> _Trecho do texto_:
::::::
É certo que, plasticamente, Farrant explora bem o seu cenário, utilizando as paisagens naturais em seus tons quentes, geografia e fenômenos naturais, conseguindo criar um ambiente fisicamente agressivo aos seus personagens. Contudo, na contemplação dessa atmosfera e dos efeitos que a mesma traz para seus protagonistas, Farrant acaba não produzindo cadência ao seu próprio filme, cuja trama segue em ritmo monotônico. No sol escaldante do deserto, vemos a personagem de Nicole Kidman, aos poucos, perder a sanidade, cometendo atos extremas. Ao mesmo tempo, o controlador e autoritário patriarca interpretado por Joseph Fiennes parece evitar a participação da polícia no caso. Tudo é muito instigante, mas jogado ao léu pelo roteiro de Michael Knirons e Fiona Seres que parecem operar pela chave de um incomunicável, inatingível e levemente pretensioso “cinema de arte”.

Sem nem mesmo um vislumbre do propósito da sua trama, ou seja, do que ela pretende discutir ao tentar explorar a nuvem que paira sobre suas personagens, Terra Estranha tem a sorte de se apoiar nas interpretações entregues de atores como Nicole Kidman e Joseph Fiennes, sobretudo a primeira, que percorre caminhos bastantes complicados com Catherine. O grande problema é que o longa não está à serviço dos seus atores e sua trama de suspense e de supostas preocupações transcendentais é sabotada pela própria zona de incertezas que incompreensivelmente persiste em instaurar.
::::::
> _O que fazer_:
• A. Diga se cada afirmação abaixo está de acordo com o trecho, respondendo sim ou não e citando literalmente as palavras do trecho que decidem a resposta. (i) O roteiro do filme é de Michael Knirons e Fiona Seres. (ii) A trama do filme avança em ritmo acelerado. (iii) O patriarca vivido por Joseph Fiennes procura envolver a polícia no caso.
• B. Extraia das entradas todas as linhas que contêm a palavra "woman", levando em conta maiúsculas e minúsculas.

> _Informações extraídas_:
::::::
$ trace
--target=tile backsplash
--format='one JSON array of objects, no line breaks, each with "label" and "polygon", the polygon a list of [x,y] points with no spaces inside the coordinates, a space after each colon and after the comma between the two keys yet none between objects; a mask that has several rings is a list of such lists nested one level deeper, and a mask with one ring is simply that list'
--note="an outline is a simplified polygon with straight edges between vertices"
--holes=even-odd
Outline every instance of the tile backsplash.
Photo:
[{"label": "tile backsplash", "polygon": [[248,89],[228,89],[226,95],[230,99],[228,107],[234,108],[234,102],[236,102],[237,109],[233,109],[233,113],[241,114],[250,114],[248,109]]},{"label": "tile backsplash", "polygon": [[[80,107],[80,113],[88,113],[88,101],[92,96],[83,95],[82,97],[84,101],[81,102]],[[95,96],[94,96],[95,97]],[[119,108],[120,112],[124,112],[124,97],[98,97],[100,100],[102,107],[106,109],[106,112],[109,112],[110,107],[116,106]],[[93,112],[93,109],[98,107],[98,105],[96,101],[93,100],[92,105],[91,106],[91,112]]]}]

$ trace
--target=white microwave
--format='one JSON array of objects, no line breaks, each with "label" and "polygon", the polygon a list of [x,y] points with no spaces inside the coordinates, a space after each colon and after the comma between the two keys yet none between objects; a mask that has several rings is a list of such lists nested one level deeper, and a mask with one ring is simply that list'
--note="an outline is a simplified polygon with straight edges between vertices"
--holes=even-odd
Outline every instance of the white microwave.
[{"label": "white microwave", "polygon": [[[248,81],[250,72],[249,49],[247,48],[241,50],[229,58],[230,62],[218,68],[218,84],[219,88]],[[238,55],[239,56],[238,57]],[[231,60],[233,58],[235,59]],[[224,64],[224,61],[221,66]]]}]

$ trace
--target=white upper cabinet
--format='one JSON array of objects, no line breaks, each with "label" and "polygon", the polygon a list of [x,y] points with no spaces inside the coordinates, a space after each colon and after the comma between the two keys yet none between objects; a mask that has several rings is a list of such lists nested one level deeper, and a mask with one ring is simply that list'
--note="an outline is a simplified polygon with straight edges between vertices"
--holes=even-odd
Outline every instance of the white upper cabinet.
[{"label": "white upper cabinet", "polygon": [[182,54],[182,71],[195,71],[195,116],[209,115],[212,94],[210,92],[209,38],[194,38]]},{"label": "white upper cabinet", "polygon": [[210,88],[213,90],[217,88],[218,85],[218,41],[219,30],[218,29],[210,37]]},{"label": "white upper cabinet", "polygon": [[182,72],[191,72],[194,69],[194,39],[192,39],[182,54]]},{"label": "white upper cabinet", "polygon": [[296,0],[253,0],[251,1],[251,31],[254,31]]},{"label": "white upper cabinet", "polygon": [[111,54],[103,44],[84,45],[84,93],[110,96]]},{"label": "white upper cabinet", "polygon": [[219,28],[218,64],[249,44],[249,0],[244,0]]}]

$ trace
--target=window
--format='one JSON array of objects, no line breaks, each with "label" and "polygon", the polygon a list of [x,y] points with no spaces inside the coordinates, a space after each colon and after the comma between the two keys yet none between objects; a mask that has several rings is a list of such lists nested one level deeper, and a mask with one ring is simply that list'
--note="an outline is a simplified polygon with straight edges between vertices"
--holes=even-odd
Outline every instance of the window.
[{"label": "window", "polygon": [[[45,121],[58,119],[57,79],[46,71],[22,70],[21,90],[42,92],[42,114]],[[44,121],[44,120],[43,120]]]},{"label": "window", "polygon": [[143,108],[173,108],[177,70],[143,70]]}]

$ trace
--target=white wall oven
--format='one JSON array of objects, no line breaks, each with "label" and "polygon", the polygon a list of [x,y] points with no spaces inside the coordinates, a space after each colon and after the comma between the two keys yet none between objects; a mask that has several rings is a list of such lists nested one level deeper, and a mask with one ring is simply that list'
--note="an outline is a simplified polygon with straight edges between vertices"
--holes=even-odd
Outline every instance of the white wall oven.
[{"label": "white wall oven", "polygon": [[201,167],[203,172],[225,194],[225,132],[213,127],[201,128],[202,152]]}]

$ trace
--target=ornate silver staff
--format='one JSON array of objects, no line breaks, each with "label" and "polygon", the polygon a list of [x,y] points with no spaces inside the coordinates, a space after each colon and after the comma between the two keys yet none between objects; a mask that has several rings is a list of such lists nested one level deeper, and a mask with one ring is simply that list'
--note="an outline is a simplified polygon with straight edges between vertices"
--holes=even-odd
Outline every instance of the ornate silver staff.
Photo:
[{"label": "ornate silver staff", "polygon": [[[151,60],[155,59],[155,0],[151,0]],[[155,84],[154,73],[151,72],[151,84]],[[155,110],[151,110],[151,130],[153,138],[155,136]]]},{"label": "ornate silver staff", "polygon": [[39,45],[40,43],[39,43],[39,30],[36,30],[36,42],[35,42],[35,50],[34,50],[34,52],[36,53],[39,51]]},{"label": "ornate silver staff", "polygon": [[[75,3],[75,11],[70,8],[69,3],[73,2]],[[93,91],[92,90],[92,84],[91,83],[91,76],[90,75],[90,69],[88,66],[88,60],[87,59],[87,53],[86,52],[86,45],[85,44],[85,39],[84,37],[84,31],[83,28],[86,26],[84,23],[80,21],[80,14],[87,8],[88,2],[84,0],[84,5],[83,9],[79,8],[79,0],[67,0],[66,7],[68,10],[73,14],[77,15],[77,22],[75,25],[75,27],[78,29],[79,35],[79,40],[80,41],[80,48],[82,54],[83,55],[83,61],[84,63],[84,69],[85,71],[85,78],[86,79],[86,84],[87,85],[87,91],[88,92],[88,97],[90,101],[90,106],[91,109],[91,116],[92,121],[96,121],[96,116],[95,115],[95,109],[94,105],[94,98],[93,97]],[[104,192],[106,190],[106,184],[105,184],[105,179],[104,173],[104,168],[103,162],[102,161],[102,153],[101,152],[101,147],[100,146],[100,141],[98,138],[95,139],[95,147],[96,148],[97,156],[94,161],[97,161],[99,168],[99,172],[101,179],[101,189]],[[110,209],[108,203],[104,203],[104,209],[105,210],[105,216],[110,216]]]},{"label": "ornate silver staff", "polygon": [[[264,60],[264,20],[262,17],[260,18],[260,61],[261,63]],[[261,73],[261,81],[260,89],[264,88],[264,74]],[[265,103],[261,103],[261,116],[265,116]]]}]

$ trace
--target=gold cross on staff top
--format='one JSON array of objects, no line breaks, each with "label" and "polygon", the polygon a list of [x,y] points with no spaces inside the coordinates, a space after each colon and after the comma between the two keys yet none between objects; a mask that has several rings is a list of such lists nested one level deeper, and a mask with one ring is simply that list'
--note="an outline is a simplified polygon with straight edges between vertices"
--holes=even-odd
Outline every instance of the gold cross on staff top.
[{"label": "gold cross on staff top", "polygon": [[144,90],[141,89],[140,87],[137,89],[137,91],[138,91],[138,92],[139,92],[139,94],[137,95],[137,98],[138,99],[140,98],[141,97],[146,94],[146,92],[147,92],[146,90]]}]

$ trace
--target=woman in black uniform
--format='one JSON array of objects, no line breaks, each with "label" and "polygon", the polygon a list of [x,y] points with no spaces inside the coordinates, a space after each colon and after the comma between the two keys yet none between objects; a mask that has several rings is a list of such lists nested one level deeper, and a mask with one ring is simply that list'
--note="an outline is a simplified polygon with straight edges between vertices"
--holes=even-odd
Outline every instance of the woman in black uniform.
::::::
> _Respostas_:
• A.
(i) Sim: "roteiro de Michael Knirons e Fiona Seres"
(ii) Não: "cuja trama segue em ritmo monotônico"
(iii) Não: "parece evitar a participação da polícia no caso"

• B.
--target=woman in black uniform
Outline every instance of the woman in black uniform.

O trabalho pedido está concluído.